• **Task brief**
Please count the lines in the records below that contain the string "knot", treating uppercase and lowercase as different, and reply with only the number.

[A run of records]
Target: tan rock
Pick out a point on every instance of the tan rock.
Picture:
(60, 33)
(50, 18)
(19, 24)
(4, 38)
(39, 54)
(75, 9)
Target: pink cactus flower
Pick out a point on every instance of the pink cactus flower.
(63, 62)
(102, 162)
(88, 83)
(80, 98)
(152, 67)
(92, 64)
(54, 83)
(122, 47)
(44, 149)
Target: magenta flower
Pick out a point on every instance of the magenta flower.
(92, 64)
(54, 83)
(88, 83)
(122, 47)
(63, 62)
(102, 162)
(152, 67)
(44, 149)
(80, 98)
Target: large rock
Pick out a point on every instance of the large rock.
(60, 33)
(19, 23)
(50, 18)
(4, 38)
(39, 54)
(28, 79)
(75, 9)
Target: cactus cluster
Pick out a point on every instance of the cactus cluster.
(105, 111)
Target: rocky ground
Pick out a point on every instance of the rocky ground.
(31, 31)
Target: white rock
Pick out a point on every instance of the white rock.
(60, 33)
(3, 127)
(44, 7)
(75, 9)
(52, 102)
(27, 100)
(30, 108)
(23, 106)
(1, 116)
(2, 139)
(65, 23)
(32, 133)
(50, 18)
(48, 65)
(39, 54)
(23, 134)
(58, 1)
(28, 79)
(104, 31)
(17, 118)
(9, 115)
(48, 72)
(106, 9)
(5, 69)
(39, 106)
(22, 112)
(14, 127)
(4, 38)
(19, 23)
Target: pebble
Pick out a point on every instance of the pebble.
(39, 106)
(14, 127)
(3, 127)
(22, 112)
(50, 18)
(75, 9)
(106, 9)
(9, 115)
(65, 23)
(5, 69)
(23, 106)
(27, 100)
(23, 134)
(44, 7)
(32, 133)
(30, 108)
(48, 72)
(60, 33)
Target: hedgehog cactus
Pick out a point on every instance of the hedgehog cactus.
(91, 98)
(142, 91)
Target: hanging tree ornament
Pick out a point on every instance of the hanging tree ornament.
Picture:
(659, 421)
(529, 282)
==
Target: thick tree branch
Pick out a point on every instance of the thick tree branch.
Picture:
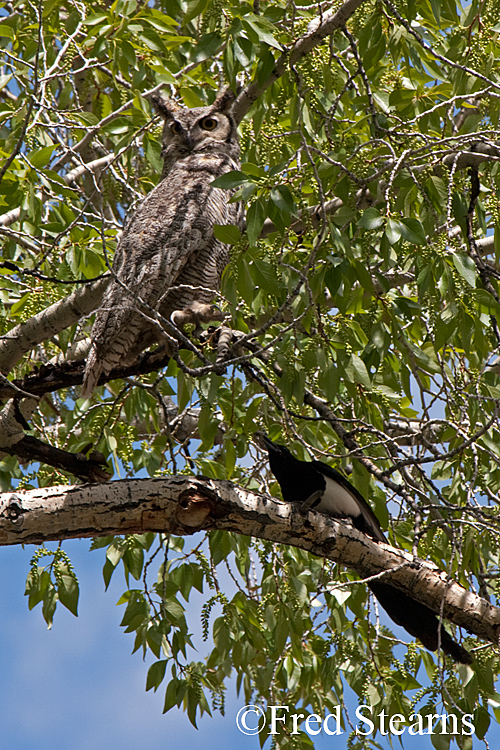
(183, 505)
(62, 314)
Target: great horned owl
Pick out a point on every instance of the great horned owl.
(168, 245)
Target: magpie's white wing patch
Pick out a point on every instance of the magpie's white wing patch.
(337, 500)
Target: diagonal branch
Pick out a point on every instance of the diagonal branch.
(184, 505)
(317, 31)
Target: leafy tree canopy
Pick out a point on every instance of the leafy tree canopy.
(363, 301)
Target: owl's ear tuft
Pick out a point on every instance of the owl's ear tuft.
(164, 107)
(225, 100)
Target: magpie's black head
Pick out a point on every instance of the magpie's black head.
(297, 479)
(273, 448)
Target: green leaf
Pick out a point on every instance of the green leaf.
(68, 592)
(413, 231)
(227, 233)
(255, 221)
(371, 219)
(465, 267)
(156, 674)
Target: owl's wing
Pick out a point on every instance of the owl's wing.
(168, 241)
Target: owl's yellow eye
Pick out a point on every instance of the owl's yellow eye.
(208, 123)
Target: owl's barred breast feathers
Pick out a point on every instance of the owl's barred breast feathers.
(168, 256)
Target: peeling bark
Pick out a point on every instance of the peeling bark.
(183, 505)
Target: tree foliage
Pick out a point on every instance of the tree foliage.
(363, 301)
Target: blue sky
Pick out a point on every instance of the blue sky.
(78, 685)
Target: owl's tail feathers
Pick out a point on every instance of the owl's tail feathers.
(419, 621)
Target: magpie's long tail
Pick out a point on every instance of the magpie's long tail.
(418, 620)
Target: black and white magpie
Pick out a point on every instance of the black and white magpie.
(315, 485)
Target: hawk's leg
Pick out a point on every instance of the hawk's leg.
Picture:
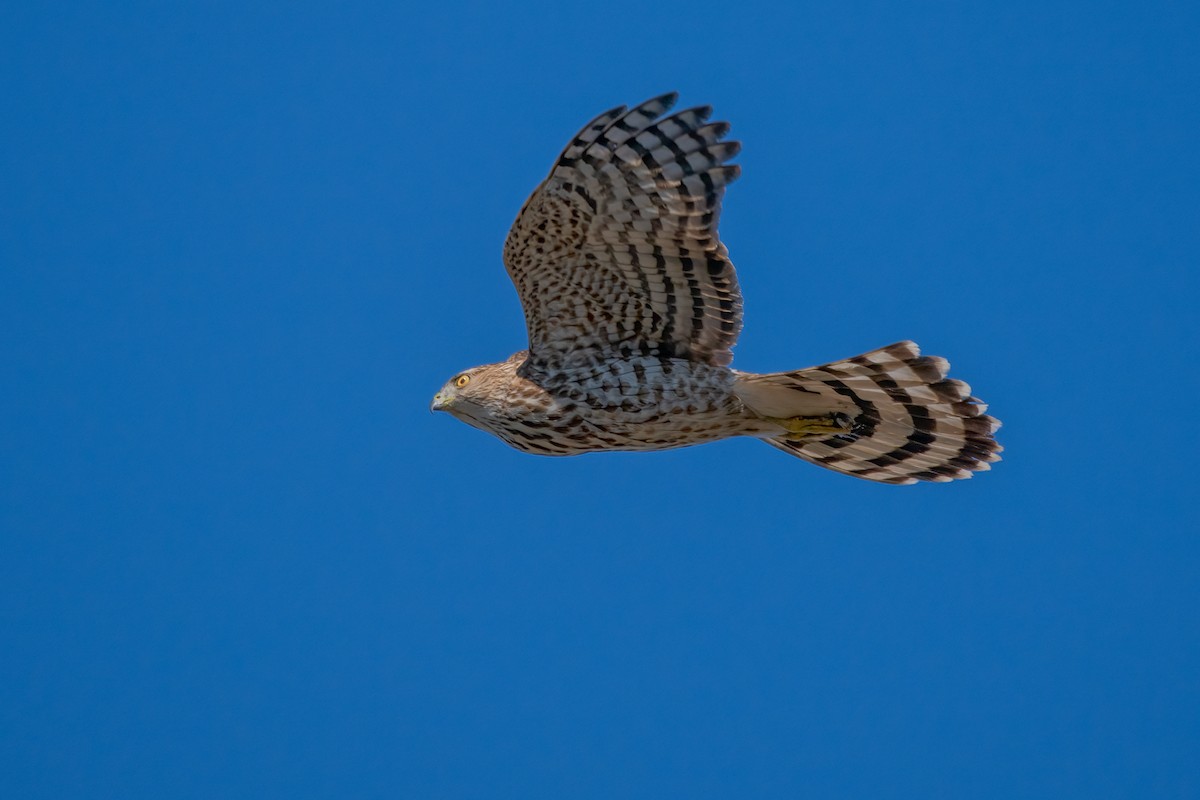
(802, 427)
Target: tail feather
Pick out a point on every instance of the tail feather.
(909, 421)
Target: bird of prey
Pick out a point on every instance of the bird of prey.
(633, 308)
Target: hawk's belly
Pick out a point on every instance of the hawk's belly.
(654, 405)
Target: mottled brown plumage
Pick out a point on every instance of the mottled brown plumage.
...
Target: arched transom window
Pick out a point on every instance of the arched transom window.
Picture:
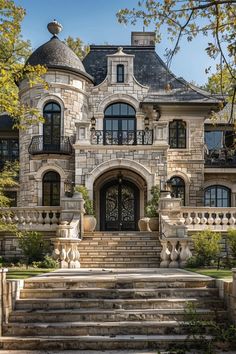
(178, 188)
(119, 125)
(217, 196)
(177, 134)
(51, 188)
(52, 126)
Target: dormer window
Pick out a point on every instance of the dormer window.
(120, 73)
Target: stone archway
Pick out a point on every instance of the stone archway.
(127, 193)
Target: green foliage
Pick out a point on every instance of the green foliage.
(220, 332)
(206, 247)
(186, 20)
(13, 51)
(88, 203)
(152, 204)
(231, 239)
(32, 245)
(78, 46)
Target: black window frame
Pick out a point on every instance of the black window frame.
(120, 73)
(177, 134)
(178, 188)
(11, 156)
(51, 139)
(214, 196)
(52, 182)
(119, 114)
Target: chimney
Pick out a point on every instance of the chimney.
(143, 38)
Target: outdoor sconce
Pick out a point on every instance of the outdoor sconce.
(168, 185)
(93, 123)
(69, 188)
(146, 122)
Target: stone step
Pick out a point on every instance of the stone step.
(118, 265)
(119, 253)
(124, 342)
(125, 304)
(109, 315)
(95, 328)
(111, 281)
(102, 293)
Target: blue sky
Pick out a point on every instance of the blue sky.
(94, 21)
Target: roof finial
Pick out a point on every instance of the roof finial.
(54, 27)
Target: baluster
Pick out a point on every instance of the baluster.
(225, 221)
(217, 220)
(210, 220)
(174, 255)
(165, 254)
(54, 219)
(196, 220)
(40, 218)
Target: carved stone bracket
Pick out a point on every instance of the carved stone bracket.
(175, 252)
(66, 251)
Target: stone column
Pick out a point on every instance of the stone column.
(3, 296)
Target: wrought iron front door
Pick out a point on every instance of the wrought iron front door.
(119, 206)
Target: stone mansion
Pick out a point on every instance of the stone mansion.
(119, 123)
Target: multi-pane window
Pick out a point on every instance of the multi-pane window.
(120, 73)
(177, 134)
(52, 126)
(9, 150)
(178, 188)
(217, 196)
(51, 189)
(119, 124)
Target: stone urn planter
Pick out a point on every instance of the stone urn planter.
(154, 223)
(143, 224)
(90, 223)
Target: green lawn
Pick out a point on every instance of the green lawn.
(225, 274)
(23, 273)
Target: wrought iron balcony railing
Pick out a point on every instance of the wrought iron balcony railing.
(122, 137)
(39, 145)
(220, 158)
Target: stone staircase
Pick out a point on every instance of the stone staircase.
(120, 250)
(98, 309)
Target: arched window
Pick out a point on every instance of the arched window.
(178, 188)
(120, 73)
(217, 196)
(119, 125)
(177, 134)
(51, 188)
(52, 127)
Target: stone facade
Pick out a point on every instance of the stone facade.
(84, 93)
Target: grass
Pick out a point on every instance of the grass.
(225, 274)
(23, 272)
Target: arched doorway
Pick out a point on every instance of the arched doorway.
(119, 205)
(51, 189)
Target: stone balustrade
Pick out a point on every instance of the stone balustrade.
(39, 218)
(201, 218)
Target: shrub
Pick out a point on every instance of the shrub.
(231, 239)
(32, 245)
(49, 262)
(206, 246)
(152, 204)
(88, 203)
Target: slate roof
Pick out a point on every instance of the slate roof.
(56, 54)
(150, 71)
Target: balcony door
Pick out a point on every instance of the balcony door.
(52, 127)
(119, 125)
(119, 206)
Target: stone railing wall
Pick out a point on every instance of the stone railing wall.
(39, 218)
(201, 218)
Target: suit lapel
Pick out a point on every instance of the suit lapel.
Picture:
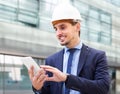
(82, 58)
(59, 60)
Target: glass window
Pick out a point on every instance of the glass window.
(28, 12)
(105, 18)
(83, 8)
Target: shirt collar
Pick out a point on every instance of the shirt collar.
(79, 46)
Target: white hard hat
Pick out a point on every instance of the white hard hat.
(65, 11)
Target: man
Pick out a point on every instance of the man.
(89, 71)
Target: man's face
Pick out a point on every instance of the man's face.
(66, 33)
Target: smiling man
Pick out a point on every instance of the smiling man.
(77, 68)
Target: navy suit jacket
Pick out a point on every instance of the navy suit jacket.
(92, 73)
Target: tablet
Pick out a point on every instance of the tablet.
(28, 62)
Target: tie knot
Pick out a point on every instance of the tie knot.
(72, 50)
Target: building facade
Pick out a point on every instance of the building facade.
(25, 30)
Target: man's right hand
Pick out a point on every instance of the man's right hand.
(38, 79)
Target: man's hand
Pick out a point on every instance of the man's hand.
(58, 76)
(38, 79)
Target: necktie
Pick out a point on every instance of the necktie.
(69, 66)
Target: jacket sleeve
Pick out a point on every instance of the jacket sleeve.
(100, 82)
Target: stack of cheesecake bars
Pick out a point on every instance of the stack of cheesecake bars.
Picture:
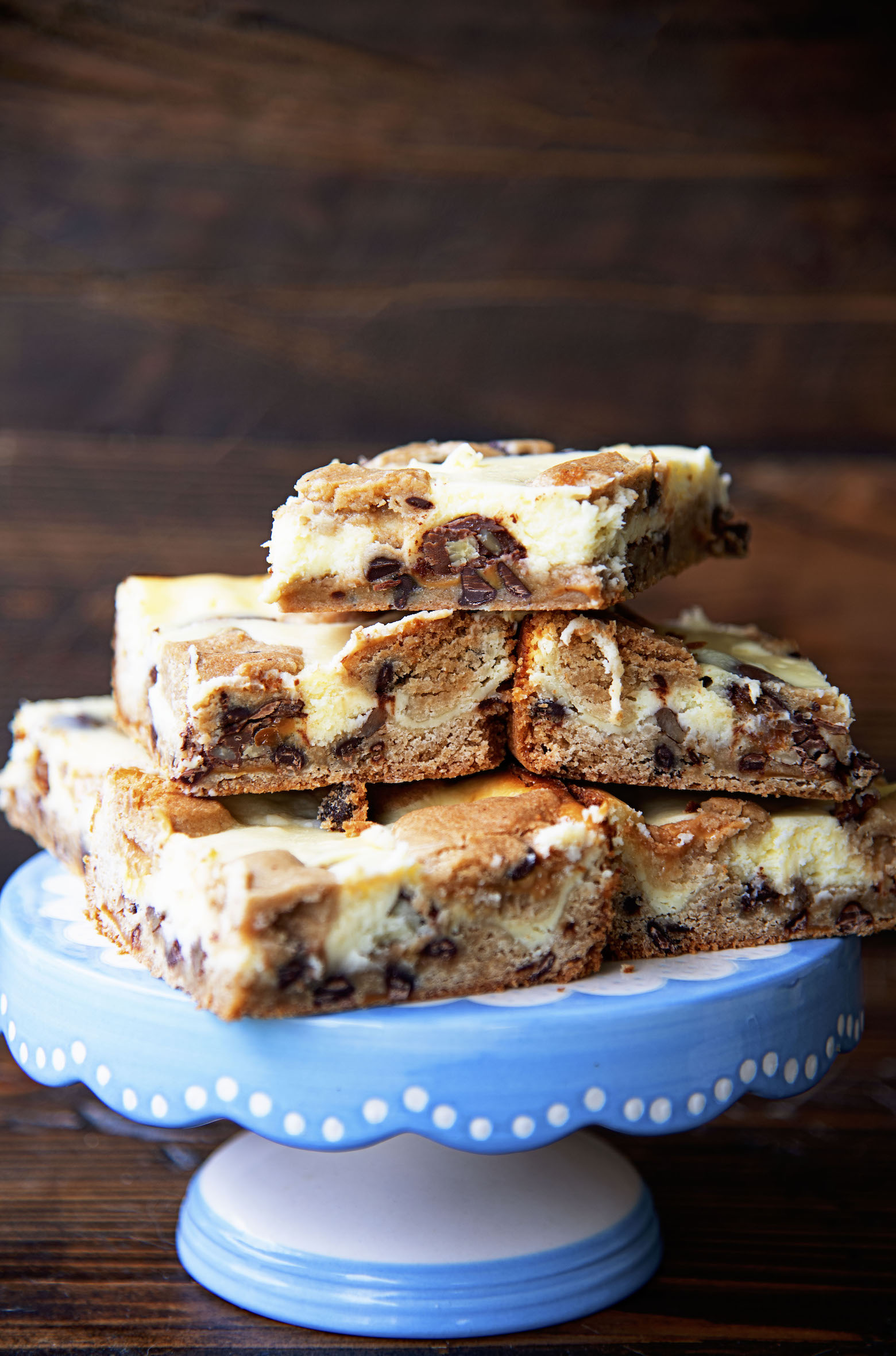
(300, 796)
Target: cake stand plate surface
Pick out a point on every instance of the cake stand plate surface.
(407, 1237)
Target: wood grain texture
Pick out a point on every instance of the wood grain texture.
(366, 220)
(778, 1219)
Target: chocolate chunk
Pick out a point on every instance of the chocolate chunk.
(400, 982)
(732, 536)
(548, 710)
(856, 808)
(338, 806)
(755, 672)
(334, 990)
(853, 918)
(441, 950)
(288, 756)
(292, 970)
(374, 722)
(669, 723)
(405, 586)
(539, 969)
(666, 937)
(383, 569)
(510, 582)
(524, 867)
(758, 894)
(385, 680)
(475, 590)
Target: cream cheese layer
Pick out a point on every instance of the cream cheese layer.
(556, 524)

• **Written response**
2